» Task prompt: Find each row below that contains the word "white", and copy those rows.

» Material for this task:
——————

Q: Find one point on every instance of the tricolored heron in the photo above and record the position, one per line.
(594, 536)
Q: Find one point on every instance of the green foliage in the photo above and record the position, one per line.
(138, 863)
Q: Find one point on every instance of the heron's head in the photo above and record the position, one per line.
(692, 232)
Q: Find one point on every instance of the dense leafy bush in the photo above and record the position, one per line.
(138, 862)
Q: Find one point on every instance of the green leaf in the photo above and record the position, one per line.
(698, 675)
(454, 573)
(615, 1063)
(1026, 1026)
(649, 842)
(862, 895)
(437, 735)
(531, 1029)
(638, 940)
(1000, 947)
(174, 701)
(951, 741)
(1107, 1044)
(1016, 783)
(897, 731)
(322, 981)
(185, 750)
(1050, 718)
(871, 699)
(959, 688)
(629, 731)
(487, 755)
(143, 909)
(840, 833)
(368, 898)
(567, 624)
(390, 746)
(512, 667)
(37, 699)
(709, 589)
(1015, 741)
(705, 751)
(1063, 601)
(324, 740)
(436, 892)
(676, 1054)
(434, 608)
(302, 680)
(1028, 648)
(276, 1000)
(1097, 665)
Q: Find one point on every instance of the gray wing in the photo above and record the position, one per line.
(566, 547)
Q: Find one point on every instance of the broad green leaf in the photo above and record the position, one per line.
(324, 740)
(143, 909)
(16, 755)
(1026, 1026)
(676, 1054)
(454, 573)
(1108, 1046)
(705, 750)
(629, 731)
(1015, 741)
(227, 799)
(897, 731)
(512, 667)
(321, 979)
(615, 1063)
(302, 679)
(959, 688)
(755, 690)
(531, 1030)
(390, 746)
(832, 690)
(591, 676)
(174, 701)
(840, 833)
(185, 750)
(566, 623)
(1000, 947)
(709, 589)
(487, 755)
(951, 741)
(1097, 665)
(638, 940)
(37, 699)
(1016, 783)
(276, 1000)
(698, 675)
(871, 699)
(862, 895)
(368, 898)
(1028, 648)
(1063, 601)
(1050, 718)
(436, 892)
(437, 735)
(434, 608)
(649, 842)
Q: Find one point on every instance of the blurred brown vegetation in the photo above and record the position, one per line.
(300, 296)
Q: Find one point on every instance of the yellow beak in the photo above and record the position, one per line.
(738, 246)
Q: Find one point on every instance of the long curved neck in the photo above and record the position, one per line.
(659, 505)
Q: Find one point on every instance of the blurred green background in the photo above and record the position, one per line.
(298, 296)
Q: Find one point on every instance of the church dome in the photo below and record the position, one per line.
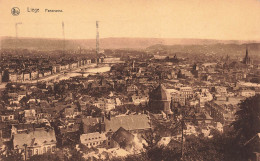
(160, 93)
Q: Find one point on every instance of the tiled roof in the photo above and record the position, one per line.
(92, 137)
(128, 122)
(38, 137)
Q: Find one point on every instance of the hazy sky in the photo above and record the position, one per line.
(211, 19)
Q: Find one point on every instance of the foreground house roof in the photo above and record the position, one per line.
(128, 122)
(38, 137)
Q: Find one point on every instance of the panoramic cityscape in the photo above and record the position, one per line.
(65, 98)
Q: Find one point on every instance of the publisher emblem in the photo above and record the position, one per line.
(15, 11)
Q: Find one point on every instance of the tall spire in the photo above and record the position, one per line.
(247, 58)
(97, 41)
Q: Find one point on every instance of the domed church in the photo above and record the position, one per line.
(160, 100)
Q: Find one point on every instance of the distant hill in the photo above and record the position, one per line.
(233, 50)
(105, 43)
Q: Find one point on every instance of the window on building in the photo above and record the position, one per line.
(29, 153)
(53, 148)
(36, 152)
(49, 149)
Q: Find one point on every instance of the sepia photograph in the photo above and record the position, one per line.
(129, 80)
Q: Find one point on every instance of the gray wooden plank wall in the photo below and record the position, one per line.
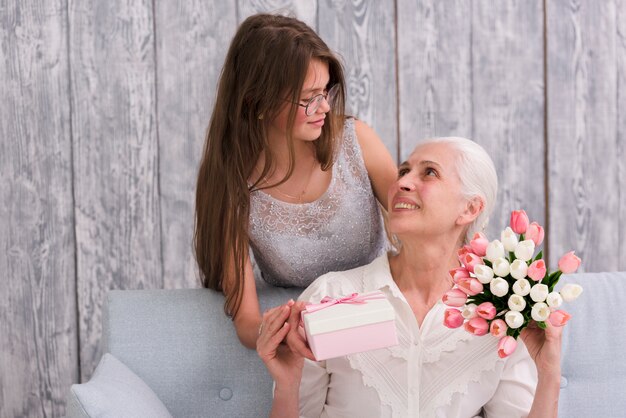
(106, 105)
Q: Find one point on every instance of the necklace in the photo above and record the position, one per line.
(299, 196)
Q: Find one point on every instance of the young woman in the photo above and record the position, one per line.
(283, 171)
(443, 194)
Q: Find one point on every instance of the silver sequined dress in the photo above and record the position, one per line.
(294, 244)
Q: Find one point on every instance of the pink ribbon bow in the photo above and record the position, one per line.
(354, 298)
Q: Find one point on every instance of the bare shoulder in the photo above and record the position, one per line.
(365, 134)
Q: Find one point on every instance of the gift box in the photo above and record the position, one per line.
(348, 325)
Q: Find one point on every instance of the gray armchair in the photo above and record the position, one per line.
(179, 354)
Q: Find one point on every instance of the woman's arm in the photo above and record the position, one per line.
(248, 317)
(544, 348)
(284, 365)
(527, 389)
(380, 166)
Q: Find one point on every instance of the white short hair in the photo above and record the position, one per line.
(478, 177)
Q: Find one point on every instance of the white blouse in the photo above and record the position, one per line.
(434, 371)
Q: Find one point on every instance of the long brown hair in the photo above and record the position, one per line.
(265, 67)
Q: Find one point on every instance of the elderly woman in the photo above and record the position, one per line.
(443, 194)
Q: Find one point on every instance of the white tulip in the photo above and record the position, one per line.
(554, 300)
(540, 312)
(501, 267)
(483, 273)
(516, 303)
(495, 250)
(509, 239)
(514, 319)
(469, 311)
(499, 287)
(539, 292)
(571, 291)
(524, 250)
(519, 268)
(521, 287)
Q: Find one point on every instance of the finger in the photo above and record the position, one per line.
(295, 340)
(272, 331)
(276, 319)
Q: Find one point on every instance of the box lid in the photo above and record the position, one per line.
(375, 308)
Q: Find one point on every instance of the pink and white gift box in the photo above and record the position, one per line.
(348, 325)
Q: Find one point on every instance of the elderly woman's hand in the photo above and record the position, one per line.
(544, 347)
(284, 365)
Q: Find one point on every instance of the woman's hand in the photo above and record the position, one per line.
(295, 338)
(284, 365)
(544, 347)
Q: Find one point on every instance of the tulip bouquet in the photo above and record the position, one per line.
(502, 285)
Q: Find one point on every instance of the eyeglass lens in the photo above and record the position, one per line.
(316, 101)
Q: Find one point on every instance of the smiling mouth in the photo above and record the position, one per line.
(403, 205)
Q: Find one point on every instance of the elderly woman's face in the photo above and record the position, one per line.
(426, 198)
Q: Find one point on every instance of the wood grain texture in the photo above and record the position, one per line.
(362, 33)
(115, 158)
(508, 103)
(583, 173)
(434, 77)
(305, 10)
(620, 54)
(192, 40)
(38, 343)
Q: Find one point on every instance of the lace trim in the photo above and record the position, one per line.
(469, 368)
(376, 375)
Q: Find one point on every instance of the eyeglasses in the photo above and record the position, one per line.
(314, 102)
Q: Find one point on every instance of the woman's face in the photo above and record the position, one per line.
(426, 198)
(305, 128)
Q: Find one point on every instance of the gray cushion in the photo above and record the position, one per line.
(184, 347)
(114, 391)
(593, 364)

——————

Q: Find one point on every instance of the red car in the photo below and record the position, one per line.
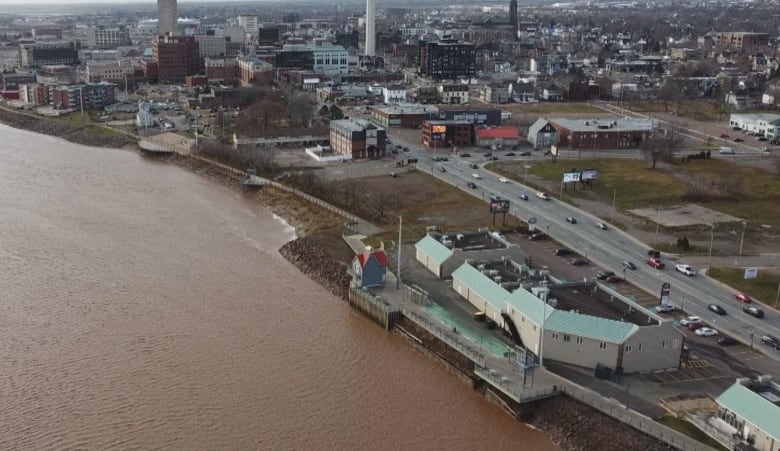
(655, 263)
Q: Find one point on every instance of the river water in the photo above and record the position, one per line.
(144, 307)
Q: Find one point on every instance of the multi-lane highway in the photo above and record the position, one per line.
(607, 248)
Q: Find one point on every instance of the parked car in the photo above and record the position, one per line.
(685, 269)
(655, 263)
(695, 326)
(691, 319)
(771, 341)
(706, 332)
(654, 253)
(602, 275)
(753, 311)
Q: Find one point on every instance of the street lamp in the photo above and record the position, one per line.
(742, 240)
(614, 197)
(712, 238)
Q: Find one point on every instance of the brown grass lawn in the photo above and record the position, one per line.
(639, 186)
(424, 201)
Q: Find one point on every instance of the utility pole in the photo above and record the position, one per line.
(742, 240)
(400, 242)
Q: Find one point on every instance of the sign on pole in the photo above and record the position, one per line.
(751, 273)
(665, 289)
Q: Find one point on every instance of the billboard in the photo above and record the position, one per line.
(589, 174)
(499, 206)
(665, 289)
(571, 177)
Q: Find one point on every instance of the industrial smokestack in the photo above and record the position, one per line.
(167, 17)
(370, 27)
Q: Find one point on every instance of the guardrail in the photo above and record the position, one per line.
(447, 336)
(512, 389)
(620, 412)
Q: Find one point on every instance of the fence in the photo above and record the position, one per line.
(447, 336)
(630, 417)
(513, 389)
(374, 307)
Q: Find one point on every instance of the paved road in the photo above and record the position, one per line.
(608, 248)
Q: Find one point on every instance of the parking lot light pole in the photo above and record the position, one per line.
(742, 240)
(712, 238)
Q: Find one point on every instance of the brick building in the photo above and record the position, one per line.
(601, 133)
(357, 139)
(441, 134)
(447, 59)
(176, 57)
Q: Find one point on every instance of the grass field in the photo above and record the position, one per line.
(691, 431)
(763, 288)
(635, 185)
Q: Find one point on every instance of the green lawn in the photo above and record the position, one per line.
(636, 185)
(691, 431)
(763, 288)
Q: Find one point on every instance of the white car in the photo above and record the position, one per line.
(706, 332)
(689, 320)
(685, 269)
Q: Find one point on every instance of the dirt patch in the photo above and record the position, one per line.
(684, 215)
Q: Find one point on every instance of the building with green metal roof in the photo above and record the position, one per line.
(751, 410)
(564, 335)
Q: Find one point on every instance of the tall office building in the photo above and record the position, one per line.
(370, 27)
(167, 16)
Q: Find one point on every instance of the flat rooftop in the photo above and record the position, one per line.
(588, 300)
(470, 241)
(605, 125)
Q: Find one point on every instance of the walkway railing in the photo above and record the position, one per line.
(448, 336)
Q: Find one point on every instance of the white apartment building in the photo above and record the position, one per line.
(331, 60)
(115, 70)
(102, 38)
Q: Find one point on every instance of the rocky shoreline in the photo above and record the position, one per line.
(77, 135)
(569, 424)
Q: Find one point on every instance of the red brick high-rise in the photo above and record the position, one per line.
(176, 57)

——————

» Answer for this exercise:
Q: Find one point on every instance of the white short hair in the photo above and record the position, one per line.
Q: Find one point on every instance of the white blouse in the photo above and record the position, one per line.
Q: Find one point on every instance of the white tulip in the photo above and record the position, one per line.
Q: Find one point on every instance of the pink and white gift box in the photo above and record the position, one per line.
Q: Find one point on every instance of the white car in the photo above and record the position, one per line.
Q: Find one point on every instance of the white apartment building in the photo above and record the position, one per line.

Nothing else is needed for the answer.